**EXTRACT TO READ:**
---+---

Sunday, August 1, 2010

Rehab, Part 2: The Call Button

The ambulance team wheeled me down a long corridor to an end room. There were two beds, one occupied by an elderly man with advanced Alzheimer’s Disease, unable to walk, talk, or feed himself. The team lifted me into the unoccupied bed, gathered their equipment and left.

I took a few minutes to assess my situation. My inflamed knees were screaming for pain meds, and my five-day constipation struggle had put me into a foul mood. The room felt absurdly hot, even though there was an air-conditioning unit next to my bed that was set to 60 degrees. There were no amenities near the bed – no tray table, no bedside commode, no urinal, no walker, no wheelchair.

Across the room were two desks, clearly unused by any resident since they were assembled 10 years ago. My roommate’s desk had a small TV, loudly blaring an episode of Little House on the Prairie. At every commercial break, an older man and woman dressed in conservative clothing thanked the viewers for watching the show, “depicting the early pioneer days of American history, based on the core biblical values of faith and family.” They would then ask for donations to enable them to continue such programming. That was it – no other advertising.

I decided to deal with the medication issue first, and reached for the Call button. There wasn’t one. Horrified, I started to call out: “HEY! ANYBODY THERE?” Down the hall I could hear other elderly residents in various stages of dementia take up the call, like so many magpies: “Heeeeyyyy! Hellooooo! HEY!” It occurred to me that the attendants had long ago learned to ignore them.

I yelled myself raw for about 10 minutes before somebody showed up. Red-faced, I demanded to know why there was no Call button. “Were you not expecting me today?” I sputtered. “What if I had a medical emergency?” The attendant listened to me, wide-eyed, and then said she would go get the nurse. The nurse waddled in, an older woman with the spreading thighs of a desk-bound bureaucrat.

“You don’t have a Call button? She asked. “I guess we should find one for you.”

Once the Call button was hooked up, the nurse turned to me and asked the stupidest question imaginable: “Is there anything else you need?”

“Well, we can start with the reason I wanted the Call button in the first place,” I snarled. “I need my pain medication.”

“It’s not here yet,” she said. “We had to order it.”

Once again, I was dumbfounded. “You’ve had all day to prepare for my arrival!” I was red-faced now, and shouting. “If you’re unable to provide the basic essentials for my care, I should never have been transferred here! Has anyone read my chart? I’m not ambulatory! I’ve been constipated for a week, and I could launch this torpedo at any time! How were you planning to handle my bathroom visits? Is someone going to bring a wheelchair and take me to the bathroom?”

“No,” she told me, “we can’t do that because you haven’t been trained how to transfer from a wheelchair to a toilet yet. Too dangerous.”

“OK!” I exclaimed. “Got it! Now what the hell is Plan B?”

“I suppose we could find you a bedside commode,” she suggested hesitantly.

“Excellent idea. Why don’t you do that, and while you’re at it, find out when exactly my meds will arrive.”

I lay there fuming, while the wide-eyed attendant watched me from across the room, fully expecting my head to explode. I get the impression that most residents don’t possess the capacity to complain, and this was a new phenomenon.

The nurse returned shortly with a commode, which they placed next to my bed, along with a tray table and a urinal. By then it was 9 p.m. The nurse told me my meds should arrive within an hour and a half, and then they got the hell out of there.

The meds showed up at 2:20 a.m., by which time I was sobbing from the pain and discomfort.

---+---

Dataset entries
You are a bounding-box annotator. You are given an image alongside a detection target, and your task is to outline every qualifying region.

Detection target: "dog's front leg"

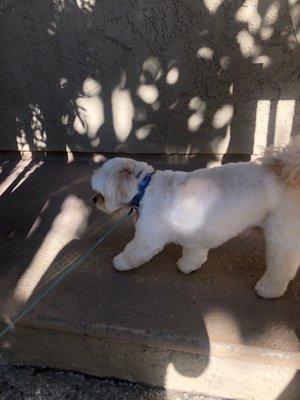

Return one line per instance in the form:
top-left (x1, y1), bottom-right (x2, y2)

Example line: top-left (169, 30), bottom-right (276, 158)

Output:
top-left (113, 233), bottom-right (164, 271)
top-left (177, 247), bottom-right (208, 274)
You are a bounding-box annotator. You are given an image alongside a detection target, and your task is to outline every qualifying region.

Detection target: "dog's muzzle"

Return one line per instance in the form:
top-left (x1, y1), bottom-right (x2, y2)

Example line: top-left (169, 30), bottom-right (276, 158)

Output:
top-left (92, 193), bottom-right (104, 204)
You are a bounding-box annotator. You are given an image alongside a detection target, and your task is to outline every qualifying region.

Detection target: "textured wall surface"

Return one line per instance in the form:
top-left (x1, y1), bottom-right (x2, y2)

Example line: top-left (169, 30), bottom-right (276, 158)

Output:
top-left (0, 0), bottom-right (300, 154)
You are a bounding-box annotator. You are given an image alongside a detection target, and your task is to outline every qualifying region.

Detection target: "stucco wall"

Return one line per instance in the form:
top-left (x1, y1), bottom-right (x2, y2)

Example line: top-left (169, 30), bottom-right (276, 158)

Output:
top-left (0, 0), bottom-right (300, 154)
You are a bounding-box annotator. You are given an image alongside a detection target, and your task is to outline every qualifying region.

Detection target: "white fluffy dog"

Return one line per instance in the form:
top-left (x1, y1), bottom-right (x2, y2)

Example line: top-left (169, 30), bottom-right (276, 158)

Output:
top-left (92, 135), bottom-right (300, 298)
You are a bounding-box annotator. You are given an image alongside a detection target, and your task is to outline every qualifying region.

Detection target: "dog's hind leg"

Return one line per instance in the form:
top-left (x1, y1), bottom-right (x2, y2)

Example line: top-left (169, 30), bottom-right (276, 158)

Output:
top-left (255, 210), bottom-right (300, 298)
top-left (177, 247), bottom-right (208, 274)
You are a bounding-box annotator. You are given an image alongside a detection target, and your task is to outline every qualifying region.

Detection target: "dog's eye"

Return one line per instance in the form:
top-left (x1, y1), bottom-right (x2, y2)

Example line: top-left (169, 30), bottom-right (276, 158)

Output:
top-left (92, 193), bottom-right (105, 203)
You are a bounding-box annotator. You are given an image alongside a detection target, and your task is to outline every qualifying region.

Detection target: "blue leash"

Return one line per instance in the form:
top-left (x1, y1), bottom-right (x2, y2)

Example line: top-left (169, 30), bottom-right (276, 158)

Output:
top-left (0, 208), bottom-right (133, 338)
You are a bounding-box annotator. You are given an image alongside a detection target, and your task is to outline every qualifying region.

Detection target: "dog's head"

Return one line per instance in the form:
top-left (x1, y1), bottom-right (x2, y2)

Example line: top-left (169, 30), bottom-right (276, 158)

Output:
top-left (92, 157), bottom-right (154, 213)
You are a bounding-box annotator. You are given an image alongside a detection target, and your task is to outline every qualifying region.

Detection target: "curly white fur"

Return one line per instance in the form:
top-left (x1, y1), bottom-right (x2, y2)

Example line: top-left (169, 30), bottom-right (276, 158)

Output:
top-left (92, 137), bottom-right (300, 298)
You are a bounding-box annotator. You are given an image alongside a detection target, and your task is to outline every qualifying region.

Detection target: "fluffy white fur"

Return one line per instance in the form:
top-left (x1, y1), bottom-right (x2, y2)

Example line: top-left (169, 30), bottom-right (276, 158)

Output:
top-left (92, 136), bottom-right (300, 298)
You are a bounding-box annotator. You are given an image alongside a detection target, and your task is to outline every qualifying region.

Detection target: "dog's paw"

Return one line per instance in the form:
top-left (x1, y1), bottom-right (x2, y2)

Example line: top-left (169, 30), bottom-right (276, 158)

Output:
top-left (113, 253), bottom-right (130, 271)
top-left (255, 277), bottom-right (287, 299)
top-left (176, 257), bottom-right (200, 274)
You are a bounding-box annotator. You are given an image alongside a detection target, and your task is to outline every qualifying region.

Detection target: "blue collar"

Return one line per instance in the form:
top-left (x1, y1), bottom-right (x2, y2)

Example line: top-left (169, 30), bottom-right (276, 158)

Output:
top-left (129, 171), bottom-right (155, 210)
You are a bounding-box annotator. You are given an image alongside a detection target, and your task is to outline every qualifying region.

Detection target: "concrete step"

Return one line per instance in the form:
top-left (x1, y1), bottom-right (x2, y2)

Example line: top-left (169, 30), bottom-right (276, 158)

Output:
top-left (0, 155), bottom-right (300, 400)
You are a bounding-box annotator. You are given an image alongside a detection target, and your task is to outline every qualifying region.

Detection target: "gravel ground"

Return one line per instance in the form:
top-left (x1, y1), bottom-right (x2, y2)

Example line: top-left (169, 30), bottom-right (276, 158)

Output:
top-left (0, 366), bottom-right (227, 400)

---+---

**WORK INSTRUCTION A:** Reproduce the passage of the rehab post from "Sunday, August 1, 2010" to "walker, no wheelchair.".
**WORK INSTRUCTION B:**
Answer these questions using the rehab post:
(i) What temperature was the air-conditioning unit next to the bed set to?
(ii) What show was playing on the roommate's TV?
(iii) At what time did the pain medication show up?

**TASK RESPONSE A:**
Sunday, August 1, 2010

Rehab, Part 2: The Call Button

The ambulance team wheeled me down a long corridor to an end room. There were two beds, one occupied by an elderly man with advanced Alzheimer’s Disease, unable to walk, talk, or feed himself. The team lifted me into the unoccupied bed, gathered their equipment and left.

I took a few minutes to assess my situation. My inflamed knees were screaming for pain meds, and my five-day constipation struggle had put me into a foul mood. The room felt absurdly hot, even though there was an air-conditioning unit next to my bed that was set to 60 degrees. There were no amenities near the bed – no tray table, no bedside commode, no urinal, no walker, no wheelchair.

**TASK RESPONSE B:**
(i) 60 degrees
(ii) Little House on the Prairie
(iii) 2:20 a.m.